- Extract provided

A sci-fi thriller which oozes tension and darkness. You are never really sure what is going to happen next in Rob Schroeder’s (director from 2014-19 for Variety’s Actors on Actors series) film Ultrasound. Despite his extensive experience in the film and television world as a producer, writer and director this is actually his first feature film. Here he demonstrates the requisite elements to successfully construct a film of this sort. A steady hand and a clear mind about what he is doing – important attributes for a director to demonstrate.
Late one night while driving home during a heavy rainstorm, Glen (Vincent Kartheiser – from television’s Mad Men) runs into some bad luck. Well, actually, plenty of bad luck. First, his car gets stuck and then he asks help from a strange couple he should have completely avoided.
Car stuck and rain pelting down, thankfully for Glen he spots a house nearby. After knocking on the door, he is greeted by a middle aged man, Arthur (Bob Stephenson – Lady Bird, Fight Club), and his younger wife, Cyndi (Chelsea Lopez – Novitiate). They invite him in and offer Glen a drink. An offer he can’t refuse, but should have.
At the same time this is happening but elsewhere, Katie (Rainey Qualley – Ocean’s 8, Perfect) is going through some romantic issues which are akin to gaslighting. At another setting – this time a research facility – medical professional Shannon begins to wonder about the work she is doing. Is it actually good? All these seemingly unrelated stories end up converging into something. Something which will be part fun and part making your stomach tie up in knots as you watch.

- Required tasks
1 > Answer these about the review of the film Ultrasound:
(a) Which film is Rob Schroeder's first feature?
(b) What kind of weather is Glen driving through on his way home?
(c) Where does Shannon work?
2 > Reproduce everything from "Car stuck and" down to "but should have." in the Ultrasound review word for word.

- Entries shown

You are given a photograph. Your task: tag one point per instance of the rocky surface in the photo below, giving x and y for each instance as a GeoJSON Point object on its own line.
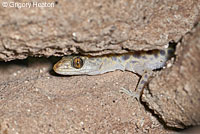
{"type": "Point", "coordinates": [33, 99]}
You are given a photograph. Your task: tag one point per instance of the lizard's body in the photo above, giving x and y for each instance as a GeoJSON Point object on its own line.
{"type": "Point", "coordinates": [142, 63]}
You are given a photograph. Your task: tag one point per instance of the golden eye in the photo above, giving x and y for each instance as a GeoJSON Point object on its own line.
{"type": "Point", "coordinates": [77, 62]}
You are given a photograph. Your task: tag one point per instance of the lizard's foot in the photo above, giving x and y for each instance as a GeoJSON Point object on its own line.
{"type": "Point", "coordinates": [133, 94]}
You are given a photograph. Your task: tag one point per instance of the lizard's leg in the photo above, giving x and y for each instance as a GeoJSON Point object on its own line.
{"type": "Point", "coordinates": [139, 89]}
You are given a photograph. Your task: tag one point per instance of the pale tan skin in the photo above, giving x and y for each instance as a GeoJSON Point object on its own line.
{"type": "Point", "coordinates": [141, 63]}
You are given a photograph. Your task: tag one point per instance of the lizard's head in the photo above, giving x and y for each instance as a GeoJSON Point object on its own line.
{"type": "Point", "coordinates": [75, 65]}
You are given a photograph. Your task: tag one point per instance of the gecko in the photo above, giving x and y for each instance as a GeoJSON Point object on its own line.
{"type": "Point", "coordinates": [142, 63]}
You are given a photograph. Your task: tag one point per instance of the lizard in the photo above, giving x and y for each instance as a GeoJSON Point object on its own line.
{"type": "Point", "coordinates": [142, 63]}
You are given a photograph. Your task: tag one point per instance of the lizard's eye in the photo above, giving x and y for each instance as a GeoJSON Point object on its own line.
{"type": "Point", "coordinates": [77, 62]}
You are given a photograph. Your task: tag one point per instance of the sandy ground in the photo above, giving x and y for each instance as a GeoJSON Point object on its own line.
{"type": "Point", "coordinates": [33, 99]}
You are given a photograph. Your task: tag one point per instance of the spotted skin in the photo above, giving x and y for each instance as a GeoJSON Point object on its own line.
{"type": "Point", "coordinates": [142, 63]}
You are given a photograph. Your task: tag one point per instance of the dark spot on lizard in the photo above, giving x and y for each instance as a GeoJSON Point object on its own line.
{"type": "Point", "coordinates": [125, 57]}
{"type": "Point", "coordinates": [162, 52]}
{"type": "Point", "coordinates": [156, 55]}
{"type": "Point", "coordinates": [142, 82]}
{"type": "Point", "coordinates": [170, 52]}
{"type": "Point", "coordinates": [133, 61]}
{"type": "Point", "coordinates": [149, 52]}
{"type": "Point", "coordinates": [136, 55]}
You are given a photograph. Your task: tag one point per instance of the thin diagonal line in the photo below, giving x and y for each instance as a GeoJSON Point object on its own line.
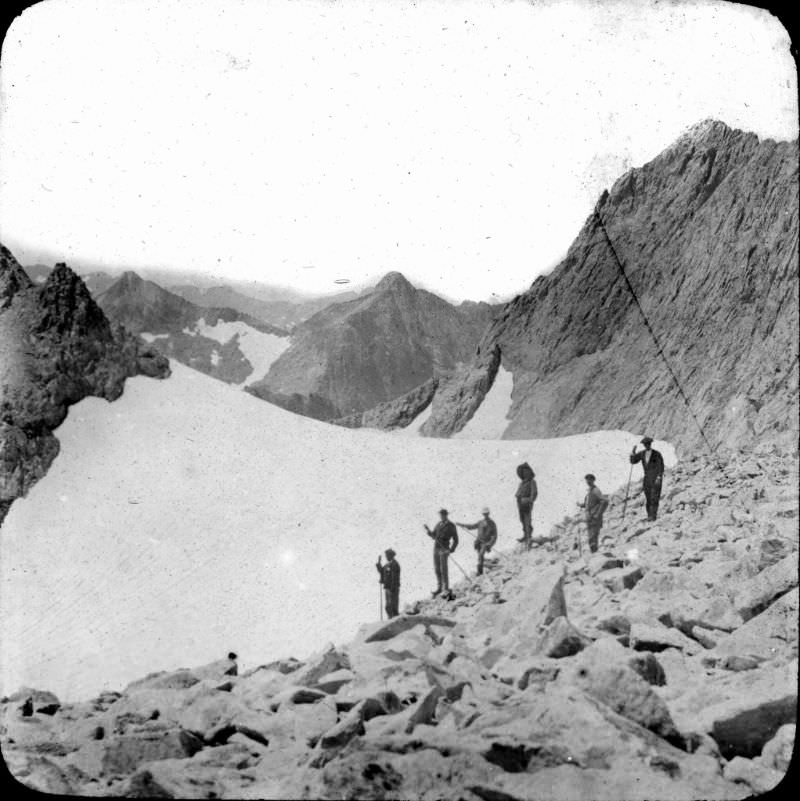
{"type": "Point", "coordinates": [653, 335]}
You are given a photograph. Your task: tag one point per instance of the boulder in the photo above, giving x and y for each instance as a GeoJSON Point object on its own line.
{"type": "Point", "coordinates": [163, 680]}
{"type": "Point", "coordinates": [622, 578]}
{"type": "Point", "coordinates": [657, 637]}
{"type": "Point", "coordinates": [752, 772]}
{"type": "Point", "coordinates": [777, 753]}
{"type": "Point", "coordinates": [397, 625]}
{"type": "Point", "coordinates": [742, 711]}
{"type": "Point", "coordinates": [755, 595]}
{"type": "Point", "coordinates": [319, 665]}
{"type": "Point", "coordinates": [560, 638]}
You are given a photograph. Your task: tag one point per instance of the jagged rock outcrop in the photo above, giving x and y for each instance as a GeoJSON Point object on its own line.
{"type": "Point", "coordinates": [353, 356]}
{"type": "Point", "coordinates": [57, 348]}
{"type": "Point", "coordinates": [144, 307]}
{"type": "Point", "coordinates": [460, 698]}
{"type": "Point", "coordinates": [397, 413]}
{"type": "Point", "coordinates": [707, 234]}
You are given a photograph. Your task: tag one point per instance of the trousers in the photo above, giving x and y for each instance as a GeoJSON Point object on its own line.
{"type": "Point", "coordinates": [593, 530]}
{"type": "Point", "coordinates": [652, 495]}
{"type": "Point", "coordinates": [392, 602]}
{"type": "Point", "coordinates": [440, 557]}
{"type": "Point", "coordinates": [481, 548]}
{"type": "Point", "coordinates": [525, 512]}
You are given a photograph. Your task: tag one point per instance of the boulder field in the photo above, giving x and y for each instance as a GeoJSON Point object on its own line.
{"type": "Point", "coordinates": [663, 666]}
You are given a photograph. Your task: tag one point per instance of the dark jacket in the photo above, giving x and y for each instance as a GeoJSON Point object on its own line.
{"type": "Point", "coordinates": [596, 503]}
{"type": "Point", "coordinates": [443, 533]}
{"type": "Point", "coordinates": [654, 468]}
{"type": "Point", "coordinates": [487, 532]}
{"type": "Point", "coordinates": [527, 491]}
{"type": "Point", "coordinates": [390, 574]}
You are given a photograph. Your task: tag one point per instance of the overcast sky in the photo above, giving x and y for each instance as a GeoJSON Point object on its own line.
{"type": "Point", "coordinates": [300, 143]}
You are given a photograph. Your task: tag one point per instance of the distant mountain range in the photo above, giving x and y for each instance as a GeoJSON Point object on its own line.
{"type": "Point", "coordinates": [216, 341]}
{"type": "Point", "coordinates": [284, 313]}
{"type": "Point", "coordinates": [353, 355]}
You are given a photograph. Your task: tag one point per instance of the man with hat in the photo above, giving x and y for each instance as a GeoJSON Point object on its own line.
{"type": "Point", "coordinates": [445, 541]}
{"type": "Point", "coordinates": [653, 464]}
{"type": "Point", "coordinates": [486, 536]}
{"type": "Point", "coordinates": [390, 579]}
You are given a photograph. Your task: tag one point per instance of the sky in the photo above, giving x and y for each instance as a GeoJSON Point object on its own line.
{"type": "Point", "coordinates": [305, 144]}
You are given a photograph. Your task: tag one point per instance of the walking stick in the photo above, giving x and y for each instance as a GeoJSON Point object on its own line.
{"type": "Point", "coordinates": [380, 594]}
{"type": "Point", "coordinates": [627, 492]}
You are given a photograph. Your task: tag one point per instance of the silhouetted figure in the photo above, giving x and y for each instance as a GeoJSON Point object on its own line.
{"type": "Point", "coordinates": [595, 504]}
{"type": "Point", "coordinates": [390, 579]}
{"type": "Point", "coordinates": [445, 541]}
{"type": "Point", "coordinates": [526, 494]}
{"type": "Point", "coordinates": [653, 464]}
{"type": "Point", "coordinates": [486, 537]}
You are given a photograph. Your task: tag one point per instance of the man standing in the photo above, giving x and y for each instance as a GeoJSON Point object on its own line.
{"type": "Point", "coordinates": [445, 541]}
{"type": "Point", "coordinates": [527, 493]}
{"type": "Point", "coordinates": [653, 465]}
{"type": "Point", "coordinates": [486, 537]}
{"type": "Point", "coordinates": [595, 504]}
{"type": "Point", "coordinates": [390, 579]}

- Answers to the problems
1 >
(a) Ultrasound
(b) A heavy rainstorm
(c) At a research facility

2 >
Car stuck and rain pelting down, thankfully for Glen he spots a house nearby. After knocking on the door, he is greeted by a middle aged man, Arthur (Bob Stephenson – Lady Bird, Fight Club), and his younger wife, Cyndi (Chelsea Lopez – Novitiate). They invite him in and offer Glen a drink. An offer he can’t refuse, but should have.